Activity: Whichever lines of the entries hold the word "crocodile" should be identified and copied.

*** Opening Data supplied ***

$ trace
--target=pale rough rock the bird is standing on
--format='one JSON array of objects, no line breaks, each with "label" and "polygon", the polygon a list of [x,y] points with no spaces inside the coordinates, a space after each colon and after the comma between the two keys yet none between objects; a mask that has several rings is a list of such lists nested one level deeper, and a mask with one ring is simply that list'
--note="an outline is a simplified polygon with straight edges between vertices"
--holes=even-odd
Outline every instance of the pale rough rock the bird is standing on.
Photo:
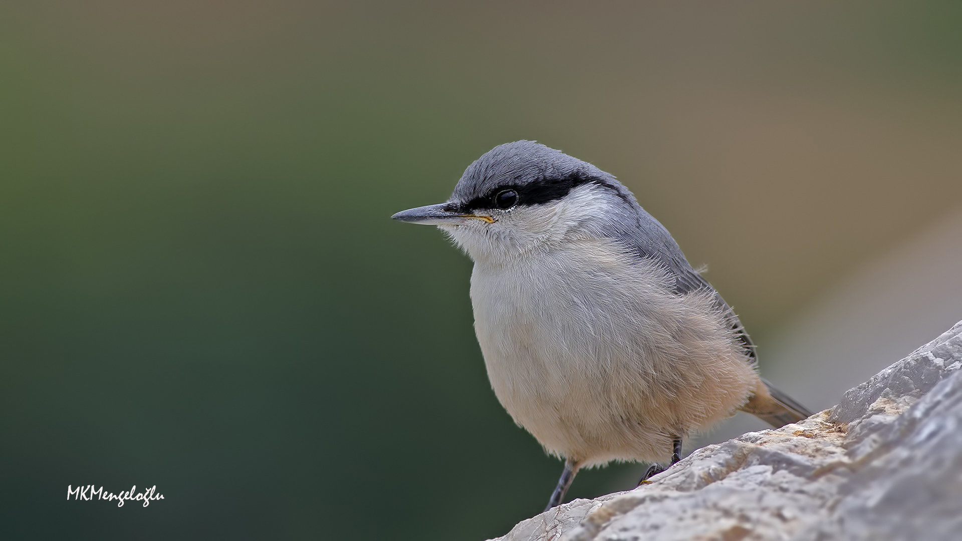
[{"label": "pale rough rock the bird is standing on", "polygon": [[697,450],[650,484],[565,503],[497,541],[962,539],[960,367],[962,322],[831,409]]}]

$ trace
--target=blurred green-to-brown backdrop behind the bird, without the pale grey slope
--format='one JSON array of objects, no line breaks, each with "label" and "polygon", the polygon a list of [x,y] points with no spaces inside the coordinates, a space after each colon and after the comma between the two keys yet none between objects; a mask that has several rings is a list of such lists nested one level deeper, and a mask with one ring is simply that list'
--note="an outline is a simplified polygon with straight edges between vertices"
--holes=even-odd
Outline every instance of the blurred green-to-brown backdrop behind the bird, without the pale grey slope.
[{"label": "blurred green-to-brown backdrop behind the bird, without the pale grey slope", "polygon": [[[544,142],[764,344],[962,201],[959,28],[948,1],[4,2],[3,536],[507,532],[560,462],[494,399],[468,259],[392,213]],[[165,501],[64,501],[88,483]]]}]

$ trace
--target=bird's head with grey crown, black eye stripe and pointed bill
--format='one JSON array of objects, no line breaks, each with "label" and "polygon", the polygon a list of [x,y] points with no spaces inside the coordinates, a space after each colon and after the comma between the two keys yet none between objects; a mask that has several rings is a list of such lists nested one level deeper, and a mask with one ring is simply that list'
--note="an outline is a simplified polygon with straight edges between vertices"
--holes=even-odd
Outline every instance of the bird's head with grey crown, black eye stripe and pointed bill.
[{"label": "bird's head with grey crown, black eye stripe and pointed bill", "polygon": [[495,146],[465,170],[444,203],[392,218],[437,225],[475,261],[530,250],[636,222],[638,203],[615,177],[544,144]]}]

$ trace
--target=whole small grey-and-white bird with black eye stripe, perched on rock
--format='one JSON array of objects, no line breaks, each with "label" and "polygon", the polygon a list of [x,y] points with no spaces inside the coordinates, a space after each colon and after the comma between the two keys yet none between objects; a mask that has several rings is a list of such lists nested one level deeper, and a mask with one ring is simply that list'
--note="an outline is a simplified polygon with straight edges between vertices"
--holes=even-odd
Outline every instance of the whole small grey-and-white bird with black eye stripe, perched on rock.
[{"label": "whole small grey-and-white bird with black eye stripe, perched on rock", "polygon": [[775,427],[811,415],[759,376],[745,327],[668,230],[592,164],[539,142],[500,144],[447,201],[392,219],[436,225],[473,260],[494,395],[565,461],[545,510],[580,469],[645,461],[645,482],[736,411]]}]

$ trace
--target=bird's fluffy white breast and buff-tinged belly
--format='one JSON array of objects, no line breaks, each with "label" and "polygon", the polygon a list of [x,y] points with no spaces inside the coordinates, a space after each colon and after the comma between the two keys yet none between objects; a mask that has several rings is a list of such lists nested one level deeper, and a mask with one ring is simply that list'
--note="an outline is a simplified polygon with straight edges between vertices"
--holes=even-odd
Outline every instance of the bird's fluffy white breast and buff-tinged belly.
[{"label": "bird's fluffy white breast and buff-tinged belly", "polygon": [[709,296],[672,295],[605,239],[476,262],[471,301],[497,398],[585,465],[664,456],[670,434],[728,415],[756,377]]}]

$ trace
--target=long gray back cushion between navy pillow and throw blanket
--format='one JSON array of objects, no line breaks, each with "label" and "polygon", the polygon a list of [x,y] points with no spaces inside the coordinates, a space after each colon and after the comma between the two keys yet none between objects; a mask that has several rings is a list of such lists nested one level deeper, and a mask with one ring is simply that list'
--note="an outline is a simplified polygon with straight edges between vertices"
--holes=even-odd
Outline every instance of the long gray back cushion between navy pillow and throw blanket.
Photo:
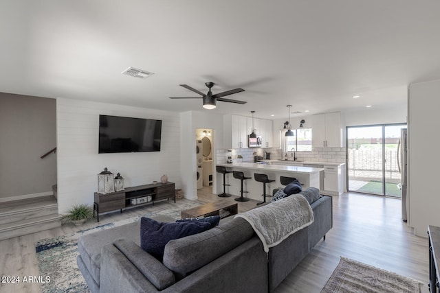
[{"label": "long gray back cushion between navy pillow and throw blanket", "polygon": [[177,277],[183,278],[243,244],[253,235],[254,229],[246,220],[234,218],[203,233],[171,240],[165,246],[163,263]]}]

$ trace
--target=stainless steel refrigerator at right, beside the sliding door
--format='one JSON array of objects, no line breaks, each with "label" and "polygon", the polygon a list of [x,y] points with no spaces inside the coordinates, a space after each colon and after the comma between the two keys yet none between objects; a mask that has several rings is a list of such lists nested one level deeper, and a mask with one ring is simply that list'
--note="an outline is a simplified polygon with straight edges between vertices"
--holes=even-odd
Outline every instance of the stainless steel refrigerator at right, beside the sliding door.
[{"label": "stainless steel refrigerator at right, beside the sliding door", "polygon": [[397,145],[397,165],[401,174],[401,218],[408,220],[408,130],[401,129],[399,144]]}]

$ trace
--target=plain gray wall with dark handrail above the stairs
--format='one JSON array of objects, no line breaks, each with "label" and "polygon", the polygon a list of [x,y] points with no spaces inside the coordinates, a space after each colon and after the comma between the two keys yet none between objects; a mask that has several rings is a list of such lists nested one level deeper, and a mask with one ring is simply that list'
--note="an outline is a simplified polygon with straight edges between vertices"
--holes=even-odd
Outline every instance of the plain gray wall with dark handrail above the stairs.
[{"label": "plain gray wall with dark handrail above the stairs", "polygon": [[55,146],[55,99],[0,93],[0,200],[52,191]]}]

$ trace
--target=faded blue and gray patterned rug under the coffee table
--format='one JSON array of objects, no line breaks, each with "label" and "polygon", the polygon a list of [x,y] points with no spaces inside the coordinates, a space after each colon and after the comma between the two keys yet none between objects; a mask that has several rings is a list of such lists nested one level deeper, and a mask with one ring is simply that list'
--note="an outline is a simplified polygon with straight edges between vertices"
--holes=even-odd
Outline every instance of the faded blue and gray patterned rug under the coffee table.
[{"label": "faded blue and gray patterned rug under the coffee table", "polygon": [[[151,218],[157,215],[168,215],[176,220],[181,218],[181,211],[198,207],[201,203],[192,200],[182,200],[178,205],[169,209],[155,209],[144,216]],[[118,222],[103,224],[94,228],[88,228],[69,235],[47,238],[35,243],[36,259],[39,263],[40,276],[50,277],[50,283],[41,284],[43,293],[89,292],[87,284],[76,265],[78,256],[78,238],[81,235],[94,233],[115,226],[121,226],[140,220],[140,216],[121,220]]]}]

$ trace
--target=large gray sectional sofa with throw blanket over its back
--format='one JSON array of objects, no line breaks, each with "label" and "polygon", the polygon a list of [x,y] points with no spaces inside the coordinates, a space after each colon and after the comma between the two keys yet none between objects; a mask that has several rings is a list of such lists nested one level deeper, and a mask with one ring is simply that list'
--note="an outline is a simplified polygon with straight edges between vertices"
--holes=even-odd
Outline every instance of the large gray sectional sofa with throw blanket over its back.
[{"label": "large gray sectional sofa with throw blanket over its back", "polygon": [[83,235],[77,263],[91,292],[271,292],[333,225],[332,198],[311,204],[314,223],[265,253],[243,218],[175,239],[163,262],[140,248],[140,223]]}]

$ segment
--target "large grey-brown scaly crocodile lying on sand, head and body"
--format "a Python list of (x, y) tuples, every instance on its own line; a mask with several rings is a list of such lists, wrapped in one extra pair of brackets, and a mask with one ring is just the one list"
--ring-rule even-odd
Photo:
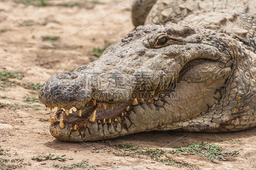
[[(253, 2), (148, 4), (132, 11), (134, 25), (144, 26), (99, 60), (42, 85), (39, 100), (59, 107), (50, 118), (52, 136), (92, 141), (150, 130), (228, 132), (256, 126)], [(136, 18), (134, 13), (144, 15), (141, 10), (149, 15)]]

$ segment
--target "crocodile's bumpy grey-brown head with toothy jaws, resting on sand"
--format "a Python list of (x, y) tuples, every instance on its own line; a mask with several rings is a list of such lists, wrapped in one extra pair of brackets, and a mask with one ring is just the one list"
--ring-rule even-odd
[(159, 128), (205, 112), (220, 98), (233, 60), (227, 40), (216, 36), (138, 26), (97, 61), (54, 74), (39, 92), (43, 104), (58, 108), (52, 136), (88, 141), (166, 130)]

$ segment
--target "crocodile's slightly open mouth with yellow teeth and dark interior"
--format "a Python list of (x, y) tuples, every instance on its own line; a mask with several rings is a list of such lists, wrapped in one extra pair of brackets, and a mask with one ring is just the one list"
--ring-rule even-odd
[[(57, 108), (56, 115), (50, 116), (51, 125), (59, 125), (60, 128), (65, 128), (67, 125), (73, 127), (73, 130), (82, 129), (85, 125), (90, 122), (98, 122), (102, 124), (111, 123), (112, 121), (120, 121), (121, 118), (127, 114), (127, 112), (136, 103), (137, 99), (134, 100), (133, 104), (107, 104), (104, 102), (98, 102), (91, 100), (82, 109), (64, 109)], [(50, 110), (54, 107), (49, 107)]]

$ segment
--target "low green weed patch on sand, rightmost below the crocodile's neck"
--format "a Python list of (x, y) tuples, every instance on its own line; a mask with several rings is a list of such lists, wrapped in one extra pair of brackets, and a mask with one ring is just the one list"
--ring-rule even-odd
[(181, 153), (182, 155), (197, 155), (201, 157), (205, 157), (207, 159), (222, 159), (225, 160), (225, 157), (234, 156), (239, 151), (232, 152), (222, 152), (223, 147), (211, 144), (210, 142), (204, 143), (201, 141), (200, 144), (188, 144), (186, 147), (179, 147), (177, 149), (173, 149), (168, 151), (168, 153)]

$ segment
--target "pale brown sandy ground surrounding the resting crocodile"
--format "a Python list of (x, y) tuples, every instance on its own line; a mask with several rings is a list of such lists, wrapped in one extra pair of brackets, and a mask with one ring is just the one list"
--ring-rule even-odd
[[(54, 163), (68, 166), (87, 159), (87, 169), (256, 169), (255, 128), (221, 134), (153, 131), (86, 142), (89, 147), (79, 143), (62, 142), (52, 137), (47, 119), (53, 112), (41, 103), (25, 102), (24, 96), (37, 98), (38, 93), (38, 90), (29, 89), (28, 86), (33, 83), (43, 84), (52, 74), (72, 71), (90, 62), (92, 58), (97, 59), (92, 54), (93, 48), (103, 48), (104, 41), (115, 42), (134, 27), (129, 1), (126, 1), (126, 6), (120, 6), (121, 1), (118, 1), (118, 6), (113, 6), (110, 0), (48, 2), (54, 5), (39, 7), (16, 3), (14, 0), (0, 1), (0, 71), (18, 71), (23, 75), (21, 80), (10, 79), (15, 83), (2, 84), (4, 87), (0, 88), (0, 103), (6, 105), (0, 107), (0, 149), (3, 150), (2, 153), (6, 153), (0, 155), (0, 158), (23, 159), (23, 162), (20, 162), (21, 169), (57, 169), (53, 166)], [(80, 5), (66, 7), (60, 5), (63, 2), (77, 2)], [(29, 29), (16, 21), (28, 26)], [(79, 30), (81, 31), (78, 32)], [(70, 36), (71, 34), (74, 35)], [(60, 41), (54, 41), (53, 48), (42, 48), (40, 41), (42, 36), (46, 35), (59, 36)], [(47, 40), (44, 43), (51, 45)], [(20, 108), (13, 110), (14, 103)], [(145, 155), (113, 154), (119, 152), (115, 149), (117, 144), (133, 142), (136, 146), (169, 151), (188, 143), (198, 144), (202, 140), (218, 144), (225, 151), (239, 150), (239, 154), (227, 158), (226, 161), (211, 161), (193, 155), (168, 154), (180, 162), (172, 166)], [(45, 153), (58, 156), (65, 154), (74, 159), (43, 162), (31, 160), (33, 156)]]

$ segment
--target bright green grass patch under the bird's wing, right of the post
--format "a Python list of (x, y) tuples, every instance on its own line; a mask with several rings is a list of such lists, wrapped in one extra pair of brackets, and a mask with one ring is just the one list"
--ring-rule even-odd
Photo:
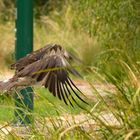
[[(38, 88), (35, 90), (37, 97), (35, 97), (35, 113), (41, 116), (58, 116), (59, 114), (70, 113), (77, 114), (83, 112), (78, 106), (67, 106), (60, 101), (58, 97), (54, 97), (44, 88)], [(81, 104), (83, 107), (86, 105)]]

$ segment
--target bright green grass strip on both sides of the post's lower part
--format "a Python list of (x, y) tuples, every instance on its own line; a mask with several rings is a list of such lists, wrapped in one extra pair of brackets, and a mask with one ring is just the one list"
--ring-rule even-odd
[[(51, 117), (59, 116), (62, 114), (78, 114), (84, 112), (77, 105), (74, 107), (67, 106), (63, 101), (60, 101), (58, 97), (54, 97), (51, 93), (48, 92), (45, 88), (36, 88), (34, 97), (34, 111), (33, 114), (39, 117)], [(80, 102), (79, 102), (80, 103)], [(80, 103), (83, 107), (86, 104)], [(14, 118), (14, 99), (12, 97), (7, 97), (1, 95), (0, 99), (0, 122), (10, 122)], [(89, 108), (90, 109), (90, 108)]]

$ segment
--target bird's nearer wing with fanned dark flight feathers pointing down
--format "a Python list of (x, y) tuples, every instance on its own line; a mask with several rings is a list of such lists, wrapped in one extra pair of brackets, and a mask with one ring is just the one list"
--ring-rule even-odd
[(69, 70), (64, 62), (65, 58), (61, 56), (50, 56), (28, 65), (15, 76), (35, 78), (36, 82), (40, 82), (42, 86), (48, 88), (54, 96), (63, 100), (65, 104), (73, 106), (71, 100), (78, 104), (74, 97), (78, 97), (81, 101), (85, 102), (78, 95), (81, 92), (70, 79)]

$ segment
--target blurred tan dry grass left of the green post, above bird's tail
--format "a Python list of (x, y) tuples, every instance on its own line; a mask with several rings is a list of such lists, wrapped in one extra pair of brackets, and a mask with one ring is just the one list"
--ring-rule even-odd
[(8, 65), (14, 58), (15, 32), (14, 24), (0, 24), (0, 69), (8, 70)]

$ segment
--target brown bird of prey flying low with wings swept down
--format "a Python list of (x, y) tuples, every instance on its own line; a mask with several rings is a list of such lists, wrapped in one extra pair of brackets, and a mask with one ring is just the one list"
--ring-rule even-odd
[(75, 97), (86, 103), (69, 75), (80, 76), (70, 64), (72, 59), (77, 58), (60, 45), (48, 44), (12, 64), (15, 75), (7, 82), (0, 82), (0, 89), (10, 91), (17, 87), (40, 84), (67, 105), (73, 106), (71, 100), (77, 104)]

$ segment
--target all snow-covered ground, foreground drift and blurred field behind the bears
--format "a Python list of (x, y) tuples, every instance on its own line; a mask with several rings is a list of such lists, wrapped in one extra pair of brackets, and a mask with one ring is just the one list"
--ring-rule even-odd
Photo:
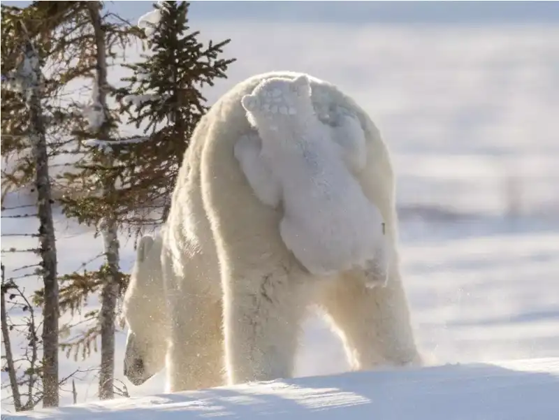
[[(377, 122), (398, 174), (402, 265), (416, 335), (433, 363), (559, 356), (558, 27), (224, 21), (194, 29), (208, 38), (231, 37), (226, 55), (238, 58), (229, 79), (208, 92), (210, 101), (249, 75), (290, 69), (340, 85)], [(35, 229), (5, 220), (1, 228)], [(62, 273), (102, 249), (91, 231), (62, 219), (57, 229)], [(2, 249), (18, 243), (3, 238)], [(132, 243), (122, 247), (122, 268), (129, 270)], [(2, 261), (9, 274), (24, 257), (3, 254)], [(116, 367), (123, 380), (124, 338), (119, 333)], [(61, 374), (96, 361), (61, 355)], [(551, 420), (559, 413), (552, 405), (558, 363), (312, 377), (36, 415), (105, 419), (114, 409), (122, 417), (112, 420), (151, 419), (156, 411), (163, 420), (265, 413), (270, 419)], [(340, 342), (319, 317), (310, 317), (298, 376), (346, 370)], [(154, 395), (163, 382), (160, 374), (128, 388), (132, 396)], [(76, 385), (79, 403), (96, 399), (91, 375)], [(61, 398), (71, 403), (69, 393)], [(131, 412), (136, 407), (146, 410)]]

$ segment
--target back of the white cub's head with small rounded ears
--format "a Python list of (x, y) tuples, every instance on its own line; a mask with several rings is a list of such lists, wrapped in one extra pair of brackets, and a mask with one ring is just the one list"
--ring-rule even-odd
[(303, 117), (312, 113), (310, 80), (306, 75), (295, 79), (270, 78), (257, 85), (252, 94), (242, 96), (242, 107), (253, 126), (282, 118)]

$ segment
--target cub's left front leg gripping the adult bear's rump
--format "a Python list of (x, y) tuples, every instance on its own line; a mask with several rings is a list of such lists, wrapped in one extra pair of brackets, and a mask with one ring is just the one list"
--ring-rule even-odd
[(261, 148), (259, 136), (249, 134), (235, 143), (234, 154), (256, 197), (275, 208), (281, 199), (282, 189), (270, 171), (268, 162), (261, 156)]

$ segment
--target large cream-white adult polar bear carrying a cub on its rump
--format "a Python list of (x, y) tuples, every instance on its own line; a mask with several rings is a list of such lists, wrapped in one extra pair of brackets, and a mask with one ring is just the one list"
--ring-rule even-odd
[(351, 271), (327, 280), (310, 274), (284, 245), (282, 209), (256, 196), (235, 158), (235, 144), (256, 132), (242, 97), (262, 80), (300, 75), (272, 72), (240, 82), (196, 126), (164, 229), (145, 239), (150, 247), (136, 260), (124, 297), (125, 372), (134, 383), (162, 365), (167, 391), (291, 377), (312, 304), (326, 313), (354, 370), (421, 363), (400, 276), (391, 159), (365, 111), (308, 76), (319, 120), (340, 126), (343, 115), (354, 114), (365, 133), (365, 164), (351, 170), (386, 224), (386, 287), (368, 289)]

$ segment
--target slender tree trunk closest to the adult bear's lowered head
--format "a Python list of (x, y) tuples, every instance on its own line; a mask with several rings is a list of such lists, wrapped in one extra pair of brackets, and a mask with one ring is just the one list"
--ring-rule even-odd
[[(92, 21), (96, 43), (96, 73), (99, 92), (99, 104), (103, 108), (105, 120), (99, 129), (101, 140), (108, 140), (110, 134), (110, 114), (107, 106), (107, 57), (106, 32), (101, 22), (101, 4), (99, 1), (88, 1), (87, 7)], [(113, 158), (106, 155), (104, 166), (110, 167)], [(115, 181), (108, 180), (103, 188), (103, 196), (109, 200), (115, 197)], [(110, 210), (111, 211), (111, 210)], [(114, 214), (106, 215), (101, 231), (103, 232), (105, 254), (107, 258), (107, 275), (101, 290), (101, 370), (99, 372), (99, 398), (108, 400), (114, 398), (115, 375), (115, 320), (117, 298), (119, 292), (119, 241), (117, 237), (117, 222)]]

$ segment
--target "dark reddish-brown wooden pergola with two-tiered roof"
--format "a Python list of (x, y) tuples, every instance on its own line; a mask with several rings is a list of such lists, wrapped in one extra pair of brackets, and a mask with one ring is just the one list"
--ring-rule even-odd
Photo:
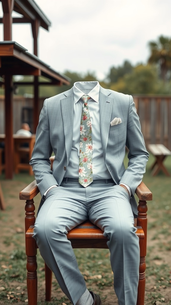
[[(4, 25), (4, 41), (0, 42), (0, 76), (1, 83), (5, 87), (5, 178), (13, 178), (13, 114), (12, 100), (14, 85), (13, 75), (33, 75), (33, 82), (17, 82), (20, 85), (33, 85), (34, 87), (34, 106), (33, 122), (34, 132), (36, 131), (39, 111), (39, 86), (69, 84), (69, 79), (50, 68), (47, 64), (40, 61), (37, 55), (37, 37), (39, 27), (48, 30), (50, 21), (33, 0), (0, 0), (2, 2), (3, 18), (0, 23)], [(22, 15), (21, 18), (12, 18), (12, 11)], [(12, 41), (12, 23), (31, 23), (33, 33), (33, 54), (27, 52), (25, 48)], [(48, 79), (47, 82), (40, 82), (39, 76)], [(50, 80), (50, 81), (49, 81)]]

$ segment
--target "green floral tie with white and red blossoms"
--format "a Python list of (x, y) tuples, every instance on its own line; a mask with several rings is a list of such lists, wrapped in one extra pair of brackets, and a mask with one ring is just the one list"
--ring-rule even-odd
[(79, 183), (84, 187), (92, 183), (92, 125), (87, 104), (89, 95), (81, 97), (82, 105), (79, 151)]

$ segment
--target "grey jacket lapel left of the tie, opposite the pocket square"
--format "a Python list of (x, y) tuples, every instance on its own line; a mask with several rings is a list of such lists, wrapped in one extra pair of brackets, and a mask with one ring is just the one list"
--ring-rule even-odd
[(64, 99), (61, 99), (61, 111), (62, 111), (62, 119), (64, 125), (67, 162), (69, 163), (69, 158), (72, 149), (72, 137), (73, 137), (74, 94), (73, 94), (73, 90), (69, 90), (67, 91), (67, 93), (69, 95), (67, 94), (68, 96), (66, 96)]

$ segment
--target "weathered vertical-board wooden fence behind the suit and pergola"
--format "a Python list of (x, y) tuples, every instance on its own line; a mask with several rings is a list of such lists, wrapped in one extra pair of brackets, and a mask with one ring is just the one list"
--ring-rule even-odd
[[(140, 118), (145, 144), (164, 144), (171, 150), (171, 96), (134, 95), (134, 102)], [(39, 100), (39, 109), (44, 98)], [(26, 116), (24, 116), (24, 110)], [(30, 110), (30, 111), (29, 111)], [(30, 123), (32, 129), (33, 100), (14, 96), (13, 132), (16, 133), (23, 121)], [(4, 133), (4, 99), (0, 96), (0, 133)]]

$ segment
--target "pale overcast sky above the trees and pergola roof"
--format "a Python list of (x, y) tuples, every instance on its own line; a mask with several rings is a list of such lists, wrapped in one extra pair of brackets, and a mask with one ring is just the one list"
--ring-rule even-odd
[[(89, 70), (103, 79), (111, 66), (121, 65), (125, 59), (133, 65), (146, 63), (148, 41), (161, 34), (171, 37), (171, 0), (35, 2), (51, 21), (49, 32), (40, 29), (38, 56), (58, 72)], [(30, 25), (14, 24), (12, 40), (33, 52)]]

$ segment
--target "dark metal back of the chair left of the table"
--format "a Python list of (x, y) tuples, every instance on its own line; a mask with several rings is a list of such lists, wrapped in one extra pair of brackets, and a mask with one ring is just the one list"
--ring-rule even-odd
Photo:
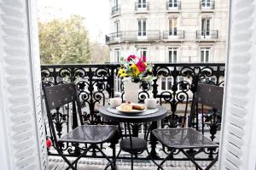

*** Closing Data supplied ***

Answer section:
--target "large grey-brown scaly crocodile lying on sand, head and body"
--target "crocodile's bumpy grey-brown head with toothy jaws, resting on sand"
--target "crocodile's slightly open mouth with yellow teeth and dark interior"
--target "low green weed patch on sand, rightmost below the crocodile's neck"
--target "pale brown sandy ground surrounding the resting crocodile"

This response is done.